***** INFORMATION SHOWN *****

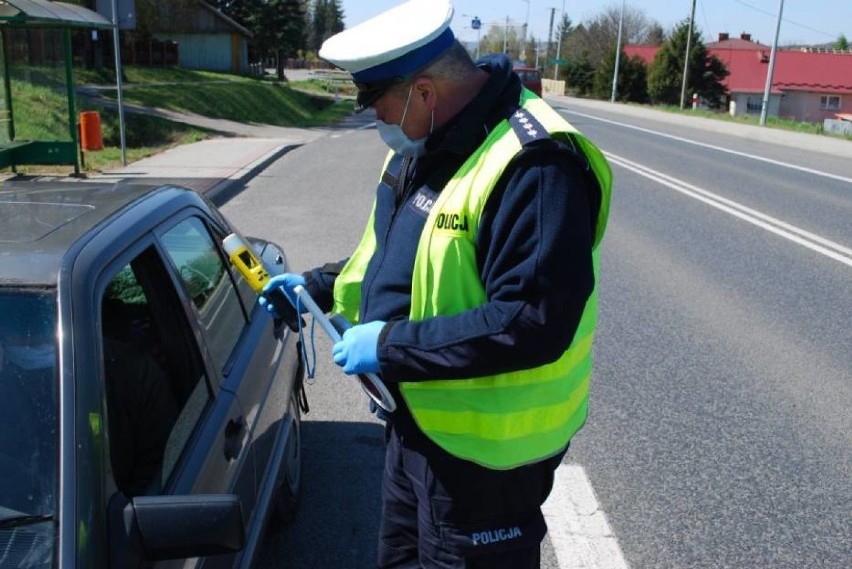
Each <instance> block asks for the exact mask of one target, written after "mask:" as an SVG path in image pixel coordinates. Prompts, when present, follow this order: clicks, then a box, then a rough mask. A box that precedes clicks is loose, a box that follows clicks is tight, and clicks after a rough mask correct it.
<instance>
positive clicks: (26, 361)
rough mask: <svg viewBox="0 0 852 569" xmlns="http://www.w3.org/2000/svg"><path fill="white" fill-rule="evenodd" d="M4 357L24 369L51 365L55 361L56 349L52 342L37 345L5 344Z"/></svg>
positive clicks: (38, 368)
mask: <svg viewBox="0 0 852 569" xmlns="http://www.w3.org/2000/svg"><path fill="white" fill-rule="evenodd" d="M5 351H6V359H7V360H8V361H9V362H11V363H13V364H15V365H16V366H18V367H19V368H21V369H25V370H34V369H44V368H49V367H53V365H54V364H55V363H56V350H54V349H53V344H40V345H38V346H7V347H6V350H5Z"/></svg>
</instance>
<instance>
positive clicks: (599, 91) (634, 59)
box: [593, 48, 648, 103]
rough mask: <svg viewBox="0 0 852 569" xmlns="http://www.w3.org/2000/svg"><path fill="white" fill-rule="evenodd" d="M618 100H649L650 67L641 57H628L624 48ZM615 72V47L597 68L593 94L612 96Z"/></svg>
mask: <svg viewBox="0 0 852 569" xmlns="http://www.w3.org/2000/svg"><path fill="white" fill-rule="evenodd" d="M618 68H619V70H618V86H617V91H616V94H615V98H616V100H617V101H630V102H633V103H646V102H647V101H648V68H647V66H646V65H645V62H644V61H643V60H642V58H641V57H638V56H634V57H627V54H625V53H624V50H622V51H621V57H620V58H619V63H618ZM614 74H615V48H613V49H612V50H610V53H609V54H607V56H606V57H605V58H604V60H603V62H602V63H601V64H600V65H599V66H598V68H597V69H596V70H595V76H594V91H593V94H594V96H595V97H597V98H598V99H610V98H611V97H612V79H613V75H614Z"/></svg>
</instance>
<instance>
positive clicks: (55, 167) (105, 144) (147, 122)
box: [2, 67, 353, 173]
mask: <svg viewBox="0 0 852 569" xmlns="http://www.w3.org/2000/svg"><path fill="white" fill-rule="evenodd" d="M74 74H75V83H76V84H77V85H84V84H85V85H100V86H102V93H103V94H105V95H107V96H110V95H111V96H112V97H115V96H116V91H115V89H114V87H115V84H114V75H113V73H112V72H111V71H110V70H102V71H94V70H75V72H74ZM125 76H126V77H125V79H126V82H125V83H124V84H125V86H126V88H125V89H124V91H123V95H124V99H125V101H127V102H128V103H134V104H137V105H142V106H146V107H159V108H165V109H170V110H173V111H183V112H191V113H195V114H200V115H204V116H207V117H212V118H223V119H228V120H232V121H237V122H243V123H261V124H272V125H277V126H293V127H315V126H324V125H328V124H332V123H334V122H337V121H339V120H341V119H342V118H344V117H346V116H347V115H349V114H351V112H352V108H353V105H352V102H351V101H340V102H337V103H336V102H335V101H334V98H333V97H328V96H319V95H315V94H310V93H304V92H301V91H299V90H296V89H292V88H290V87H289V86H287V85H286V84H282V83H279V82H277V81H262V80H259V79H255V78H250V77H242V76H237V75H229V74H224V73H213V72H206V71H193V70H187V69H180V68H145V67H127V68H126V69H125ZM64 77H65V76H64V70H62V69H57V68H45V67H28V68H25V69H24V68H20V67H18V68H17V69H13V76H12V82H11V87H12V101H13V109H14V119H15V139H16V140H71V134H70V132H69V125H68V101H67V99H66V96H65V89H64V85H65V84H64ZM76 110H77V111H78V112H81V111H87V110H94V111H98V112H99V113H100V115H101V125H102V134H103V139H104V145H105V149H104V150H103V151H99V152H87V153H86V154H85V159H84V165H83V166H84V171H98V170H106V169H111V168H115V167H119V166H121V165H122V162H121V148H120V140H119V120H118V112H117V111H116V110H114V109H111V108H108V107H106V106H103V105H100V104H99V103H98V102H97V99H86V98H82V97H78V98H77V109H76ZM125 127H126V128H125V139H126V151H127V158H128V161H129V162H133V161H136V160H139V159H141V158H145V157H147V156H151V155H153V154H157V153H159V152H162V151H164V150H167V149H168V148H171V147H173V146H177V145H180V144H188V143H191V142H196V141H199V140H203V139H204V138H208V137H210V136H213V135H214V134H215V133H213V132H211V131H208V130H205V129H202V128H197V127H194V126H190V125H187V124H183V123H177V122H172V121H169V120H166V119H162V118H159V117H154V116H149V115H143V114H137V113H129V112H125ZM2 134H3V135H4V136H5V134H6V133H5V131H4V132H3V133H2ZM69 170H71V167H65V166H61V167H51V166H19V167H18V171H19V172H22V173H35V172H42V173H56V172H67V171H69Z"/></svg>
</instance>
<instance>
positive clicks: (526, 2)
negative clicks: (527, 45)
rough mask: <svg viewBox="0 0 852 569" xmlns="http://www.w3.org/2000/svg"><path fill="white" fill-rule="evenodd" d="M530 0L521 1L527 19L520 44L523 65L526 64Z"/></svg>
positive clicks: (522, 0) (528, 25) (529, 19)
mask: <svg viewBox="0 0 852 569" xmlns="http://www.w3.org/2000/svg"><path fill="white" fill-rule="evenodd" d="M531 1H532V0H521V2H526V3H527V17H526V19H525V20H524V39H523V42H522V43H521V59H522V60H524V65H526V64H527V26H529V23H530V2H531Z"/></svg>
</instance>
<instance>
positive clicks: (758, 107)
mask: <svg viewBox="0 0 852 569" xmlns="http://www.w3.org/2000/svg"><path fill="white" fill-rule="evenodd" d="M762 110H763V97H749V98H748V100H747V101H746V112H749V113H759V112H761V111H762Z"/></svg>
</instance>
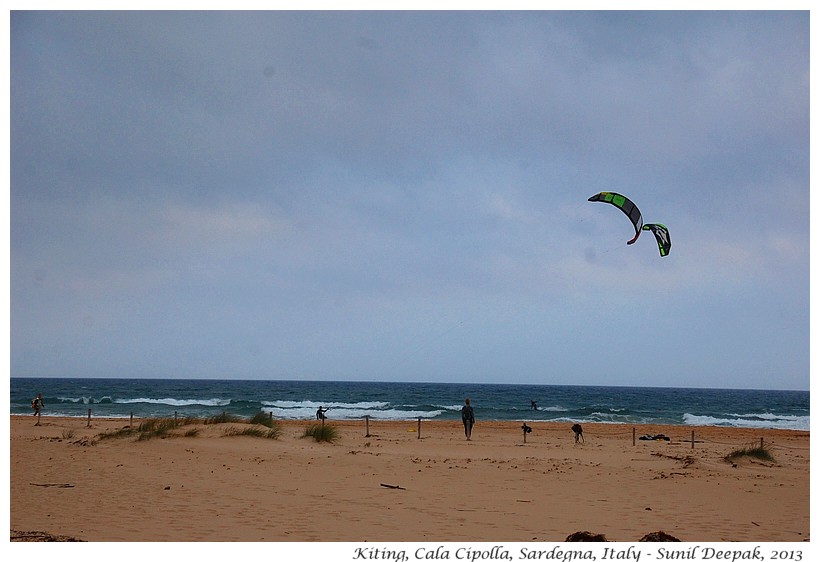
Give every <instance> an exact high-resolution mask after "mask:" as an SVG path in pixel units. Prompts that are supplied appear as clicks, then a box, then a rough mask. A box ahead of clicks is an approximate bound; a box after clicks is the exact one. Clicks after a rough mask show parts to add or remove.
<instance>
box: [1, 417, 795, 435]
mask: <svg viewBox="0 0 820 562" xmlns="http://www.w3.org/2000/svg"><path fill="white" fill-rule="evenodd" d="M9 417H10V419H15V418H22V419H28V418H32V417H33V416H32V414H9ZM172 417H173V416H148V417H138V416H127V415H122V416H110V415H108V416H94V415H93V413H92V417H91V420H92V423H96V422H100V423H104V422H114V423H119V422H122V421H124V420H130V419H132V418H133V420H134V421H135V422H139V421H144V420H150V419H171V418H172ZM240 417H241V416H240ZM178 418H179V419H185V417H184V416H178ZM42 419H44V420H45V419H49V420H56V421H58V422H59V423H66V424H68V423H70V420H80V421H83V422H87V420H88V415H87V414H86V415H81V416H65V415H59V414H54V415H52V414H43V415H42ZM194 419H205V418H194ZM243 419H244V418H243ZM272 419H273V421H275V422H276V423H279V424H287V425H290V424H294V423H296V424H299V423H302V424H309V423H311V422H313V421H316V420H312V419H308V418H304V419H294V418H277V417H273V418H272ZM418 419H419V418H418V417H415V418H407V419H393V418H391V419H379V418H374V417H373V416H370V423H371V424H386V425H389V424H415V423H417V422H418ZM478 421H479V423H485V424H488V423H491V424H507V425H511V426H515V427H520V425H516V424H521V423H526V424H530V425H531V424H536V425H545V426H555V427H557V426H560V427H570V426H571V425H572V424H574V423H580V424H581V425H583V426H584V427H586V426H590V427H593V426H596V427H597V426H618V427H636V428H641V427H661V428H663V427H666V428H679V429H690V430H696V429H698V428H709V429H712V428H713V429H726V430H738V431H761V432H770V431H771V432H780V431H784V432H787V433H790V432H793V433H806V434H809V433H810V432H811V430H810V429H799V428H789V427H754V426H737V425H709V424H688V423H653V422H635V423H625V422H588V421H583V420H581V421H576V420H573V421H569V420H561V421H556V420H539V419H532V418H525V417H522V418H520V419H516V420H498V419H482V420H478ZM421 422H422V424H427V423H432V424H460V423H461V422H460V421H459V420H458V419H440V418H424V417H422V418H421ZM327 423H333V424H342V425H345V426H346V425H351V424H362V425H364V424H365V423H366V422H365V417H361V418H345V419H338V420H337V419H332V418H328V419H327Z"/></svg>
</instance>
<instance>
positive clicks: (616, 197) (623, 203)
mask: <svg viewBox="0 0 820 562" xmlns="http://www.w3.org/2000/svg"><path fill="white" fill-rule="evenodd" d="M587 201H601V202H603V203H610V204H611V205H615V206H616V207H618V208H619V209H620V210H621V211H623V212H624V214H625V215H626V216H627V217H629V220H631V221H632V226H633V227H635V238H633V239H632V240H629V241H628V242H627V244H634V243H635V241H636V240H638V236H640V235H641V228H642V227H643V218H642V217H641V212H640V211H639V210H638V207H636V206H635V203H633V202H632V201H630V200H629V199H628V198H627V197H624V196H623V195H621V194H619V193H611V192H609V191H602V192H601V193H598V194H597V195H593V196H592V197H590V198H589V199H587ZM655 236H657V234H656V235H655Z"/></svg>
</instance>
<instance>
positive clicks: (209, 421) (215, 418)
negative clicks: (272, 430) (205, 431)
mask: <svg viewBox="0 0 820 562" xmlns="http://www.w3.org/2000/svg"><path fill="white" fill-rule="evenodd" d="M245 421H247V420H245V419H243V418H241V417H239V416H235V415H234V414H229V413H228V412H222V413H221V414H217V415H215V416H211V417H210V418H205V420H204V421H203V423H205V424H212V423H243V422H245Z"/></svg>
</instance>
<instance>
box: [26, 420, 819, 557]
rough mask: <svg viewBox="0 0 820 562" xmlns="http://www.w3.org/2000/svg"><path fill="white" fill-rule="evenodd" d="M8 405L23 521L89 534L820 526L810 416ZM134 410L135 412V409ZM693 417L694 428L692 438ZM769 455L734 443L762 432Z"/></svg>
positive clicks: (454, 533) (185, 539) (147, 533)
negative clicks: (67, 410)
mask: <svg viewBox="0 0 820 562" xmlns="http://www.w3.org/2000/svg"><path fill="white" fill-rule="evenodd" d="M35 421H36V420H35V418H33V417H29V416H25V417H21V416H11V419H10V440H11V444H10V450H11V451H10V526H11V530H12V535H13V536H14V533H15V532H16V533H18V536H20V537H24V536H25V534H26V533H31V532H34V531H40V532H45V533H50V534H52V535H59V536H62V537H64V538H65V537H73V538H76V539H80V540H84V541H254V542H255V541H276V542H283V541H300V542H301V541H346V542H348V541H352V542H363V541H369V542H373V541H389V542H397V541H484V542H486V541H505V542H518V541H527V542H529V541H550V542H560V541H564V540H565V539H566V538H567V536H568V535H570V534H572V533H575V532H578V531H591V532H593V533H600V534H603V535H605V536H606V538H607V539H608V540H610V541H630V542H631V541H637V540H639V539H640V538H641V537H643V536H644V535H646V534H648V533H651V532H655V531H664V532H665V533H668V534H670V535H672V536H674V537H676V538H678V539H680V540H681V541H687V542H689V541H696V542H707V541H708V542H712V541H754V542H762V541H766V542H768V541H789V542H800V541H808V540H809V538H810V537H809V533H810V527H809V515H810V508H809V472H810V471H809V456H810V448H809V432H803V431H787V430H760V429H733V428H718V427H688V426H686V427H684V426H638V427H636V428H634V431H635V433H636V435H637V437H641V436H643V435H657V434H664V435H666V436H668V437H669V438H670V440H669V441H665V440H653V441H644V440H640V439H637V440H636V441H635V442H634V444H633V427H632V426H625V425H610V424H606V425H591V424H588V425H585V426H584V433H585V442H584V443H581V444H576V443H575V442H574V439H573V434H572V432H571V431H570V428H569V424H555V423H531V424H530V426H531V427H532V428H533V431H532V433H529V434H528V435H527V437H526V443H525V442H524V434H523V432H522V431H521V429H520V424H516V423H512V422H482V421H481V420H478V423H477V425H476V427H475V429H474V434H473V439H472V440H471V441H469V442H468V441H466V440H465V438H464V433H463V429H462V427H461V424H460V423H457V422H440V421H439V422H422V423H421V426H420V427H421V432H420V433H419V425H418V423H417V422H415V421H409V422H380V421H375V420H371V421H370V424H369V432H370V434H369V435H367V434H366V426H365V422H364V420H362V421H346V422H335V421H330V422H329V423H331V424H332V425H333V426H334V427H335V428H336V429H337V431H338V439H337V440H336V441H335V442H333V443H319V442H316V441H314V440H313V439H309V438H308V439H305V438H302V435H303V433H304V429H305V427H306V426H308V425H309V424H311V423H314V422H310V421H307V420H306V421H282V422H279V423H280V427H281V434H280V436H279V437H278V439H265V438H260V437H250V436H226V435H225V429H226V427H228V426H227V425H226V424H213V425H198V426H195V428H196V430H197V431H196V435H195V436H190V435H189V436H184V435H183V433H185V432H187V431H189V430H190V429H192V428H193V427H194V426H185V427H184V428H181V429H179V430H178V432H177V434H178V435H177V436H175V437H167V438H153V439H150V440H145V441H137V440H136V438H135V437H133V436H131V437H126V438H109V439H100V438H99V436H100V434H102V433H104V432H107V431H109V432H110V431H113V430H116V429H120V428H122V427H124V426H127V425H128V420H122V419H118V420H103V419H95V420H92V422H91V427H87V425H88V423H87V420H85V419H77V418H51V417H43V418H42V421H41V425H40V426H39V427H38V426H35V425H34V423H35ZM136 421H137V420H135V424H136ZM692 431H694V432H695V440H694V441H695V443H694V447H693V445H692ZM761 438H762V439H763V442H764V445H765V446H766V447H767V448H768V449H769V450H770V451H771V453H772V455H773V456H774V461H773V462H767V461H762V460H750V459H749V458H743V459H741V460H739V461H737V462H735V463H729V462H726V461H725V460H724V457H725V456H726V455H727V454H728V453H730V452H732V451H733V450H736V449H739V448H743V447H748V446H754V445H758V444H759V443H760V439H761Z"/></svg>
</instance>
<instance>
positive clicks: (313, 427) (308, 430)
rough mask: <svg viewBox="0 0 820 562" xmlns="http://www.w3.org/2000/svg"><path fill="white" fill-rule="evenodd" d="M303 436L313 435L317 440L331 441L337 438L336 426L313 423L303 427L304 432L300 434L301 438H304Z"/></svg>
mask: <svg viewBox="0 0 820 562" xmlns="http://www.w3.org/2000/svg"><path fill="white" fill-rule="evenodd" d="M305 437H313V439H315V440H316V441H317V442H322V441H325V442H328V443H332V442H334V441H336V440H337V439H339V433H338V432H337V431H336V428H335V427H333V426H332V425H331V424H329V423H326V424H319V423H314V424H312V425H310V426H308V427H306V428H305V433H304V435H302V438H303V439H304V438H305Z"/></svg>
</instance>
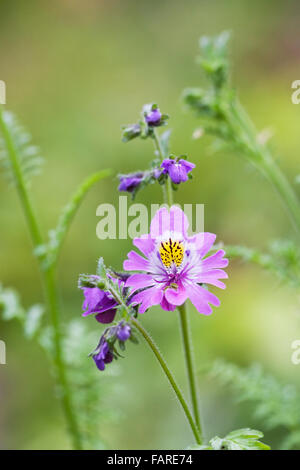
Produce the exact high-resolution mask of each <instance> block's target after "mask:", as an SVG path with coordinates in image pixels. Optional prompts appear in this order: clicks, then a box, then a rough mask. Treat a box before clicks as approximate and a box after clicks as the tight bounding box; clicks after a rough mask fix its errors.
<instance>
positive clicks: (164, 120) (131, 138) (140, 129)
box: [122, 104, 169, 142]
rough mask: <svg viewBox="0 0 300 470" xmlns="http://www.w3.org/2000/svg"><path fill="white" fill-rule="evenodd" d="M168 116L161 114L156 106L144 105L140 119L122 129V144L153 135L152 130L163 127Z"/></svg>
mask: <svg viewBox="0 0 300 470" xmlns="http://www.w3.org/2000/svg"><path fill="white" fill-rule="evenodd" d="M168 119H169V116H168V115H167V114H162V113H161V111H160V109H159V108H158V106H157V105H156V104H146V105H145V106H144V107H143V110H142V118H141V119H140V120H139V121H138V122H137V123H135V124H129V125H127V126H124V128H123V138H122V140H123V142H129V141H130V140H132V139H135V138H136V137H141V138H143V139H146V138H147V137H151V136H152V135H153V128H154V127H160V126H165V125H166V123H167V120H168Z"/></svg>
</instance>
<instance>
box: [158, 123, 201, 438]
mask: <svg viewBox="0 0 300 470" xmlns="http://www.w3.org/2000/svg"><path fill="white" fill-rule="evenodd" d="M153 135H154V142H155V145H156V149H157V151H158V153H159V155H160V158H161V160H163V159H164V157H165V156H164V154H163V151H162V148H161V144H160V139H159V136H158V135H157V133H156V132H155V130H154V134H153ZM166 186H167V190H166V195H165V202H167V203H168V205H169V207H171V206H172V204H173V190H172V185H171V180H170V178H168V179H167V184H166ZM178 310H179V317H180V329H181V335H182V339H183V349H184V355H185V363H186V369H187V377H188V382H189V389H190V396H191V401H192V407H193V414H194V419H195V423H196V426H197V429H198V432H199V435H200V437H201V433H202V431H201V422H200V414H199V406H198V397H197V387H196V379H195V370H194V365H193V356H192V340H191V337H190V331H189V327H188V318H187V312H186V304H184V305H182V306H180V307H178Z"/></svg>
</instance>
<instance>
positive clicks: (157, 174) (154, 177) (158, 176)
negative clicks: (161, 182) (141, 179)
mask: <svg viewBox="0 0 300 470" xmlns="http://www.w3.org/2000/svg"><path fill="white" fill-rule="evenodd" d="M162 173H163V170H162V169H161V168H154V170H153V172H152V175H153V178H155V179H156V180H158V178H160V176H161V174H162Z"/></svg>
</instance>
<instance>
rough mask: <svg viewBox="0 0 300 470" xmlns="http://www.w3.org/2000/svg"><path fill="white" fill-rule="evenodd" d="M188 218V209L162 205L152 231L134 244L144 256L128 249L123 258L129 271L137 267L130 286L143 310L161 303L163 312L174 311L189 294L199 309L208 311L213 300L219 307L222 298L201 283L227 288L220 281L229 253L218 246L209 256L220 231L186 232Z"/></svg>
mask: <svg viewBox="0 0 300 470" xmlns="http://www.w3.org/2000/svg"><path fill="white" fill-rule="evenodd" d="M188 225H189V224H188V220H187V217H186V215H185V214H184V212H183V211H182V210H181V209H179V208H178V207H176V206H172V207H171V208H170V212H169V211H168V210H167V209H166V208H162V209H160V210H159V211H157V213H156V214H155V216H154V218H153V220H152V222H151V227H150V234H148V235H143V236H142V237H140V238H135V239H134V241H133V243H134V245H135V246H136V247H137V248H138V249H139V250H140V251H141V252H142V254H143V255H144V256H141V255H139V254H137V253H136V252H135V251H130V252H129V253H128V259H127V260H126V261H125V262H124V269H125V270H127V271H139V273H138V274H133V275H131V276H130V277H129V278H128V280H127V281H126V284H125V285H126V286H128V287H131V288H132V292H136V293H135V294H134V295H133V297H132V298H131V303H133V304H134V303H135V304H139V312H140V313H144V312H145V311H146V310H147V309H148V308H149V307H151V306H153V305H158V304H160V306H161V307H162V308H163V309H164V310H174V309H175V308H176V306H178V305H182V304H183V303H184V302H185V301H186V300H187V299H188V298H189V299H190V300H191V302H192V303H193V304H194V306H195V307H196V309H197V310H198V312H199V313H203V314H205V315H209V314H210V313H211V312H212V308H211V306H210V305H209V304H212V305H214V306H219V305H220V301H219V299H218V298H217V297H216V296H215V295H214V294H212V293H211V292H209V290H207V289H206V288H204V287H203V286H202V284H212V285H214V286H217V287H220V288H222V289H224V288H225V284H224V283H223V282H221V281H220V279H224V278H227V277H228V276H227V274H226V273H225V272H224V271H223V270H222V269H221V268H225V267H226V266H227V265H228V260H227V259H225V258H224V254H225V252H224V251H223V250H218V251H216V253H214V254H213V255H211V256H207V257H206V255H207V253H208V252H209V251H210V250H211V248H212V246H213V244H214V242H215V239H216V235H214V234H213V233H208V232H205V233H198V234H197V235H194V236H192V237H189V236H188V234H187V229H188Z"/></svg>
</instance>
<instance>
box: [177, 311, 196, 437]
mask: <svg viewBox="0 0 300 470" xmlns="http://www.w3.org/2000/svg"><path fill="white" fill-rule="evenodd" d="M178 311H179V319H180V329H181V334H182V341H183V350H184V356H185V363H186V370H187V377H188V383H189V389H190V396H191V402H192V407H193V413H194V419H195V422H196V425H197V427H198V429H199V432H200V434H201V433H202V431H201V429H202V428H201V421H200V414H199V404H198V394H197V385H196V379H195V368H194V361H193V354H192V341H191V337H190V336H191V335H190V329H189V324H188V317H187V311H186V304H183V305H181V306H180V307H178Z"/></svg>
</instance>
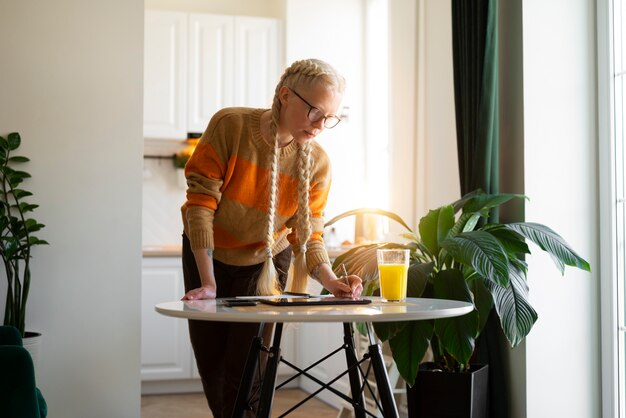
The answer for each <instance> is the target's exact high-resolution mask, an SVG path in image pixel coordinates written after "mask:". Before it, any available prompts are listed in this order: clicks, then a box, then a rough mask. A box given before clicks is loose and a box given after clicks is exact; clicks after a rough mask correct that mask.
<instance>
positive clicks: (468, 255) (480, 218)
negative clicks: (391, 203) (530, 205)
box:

*****

## TASK ITEM
All that is needed is the exact run of lines from the start of the material above through the one containing "box: [593, 48, 648, 103]", pictures left out.

## RESULT OF THE TASK
Each <instance> block asks for the exact mask of one target, written after "mask:" as an SVG path in image pixel coordinates. Prompts, when present, follow this order: clicks, then a box, then a rough mask. A box that precedes clicks is loose, a box that follows clicks is tight, and clicks after a rough mask correct it.
<instance>
positive clicks: (26, 361)
rough mask: <svg viewBox="0 0 852 569" xmlns="http://www.w3.org/2000/svg"><path fill="white" fill-rule="evenodd" d="M4 357L24 369L51 365L55 361L56 349L52 342L37 345L5 344Z"/></svg>
positive clicks: (38, 368)
mask: <svg viewBox="0 0 852 569" xmlns="http://www.w3.org/2000/svg"><path fill="white" fill-rule="evenodd" d="M5 351H6V359H7V360H8V361H9V362H11V363H13V364H15V365H16V366H18V367H19V368H21V369H25V370H34V369H44V368H49V367H53V365H54V364H55V363H56V350H54V349H53V344H40V345H38V346H7V347H6V350H5Z"/></svg>
</instance>
<instance>
positive clicks: (599, 91) (634, 59)
box: [593, 48, 648, 103]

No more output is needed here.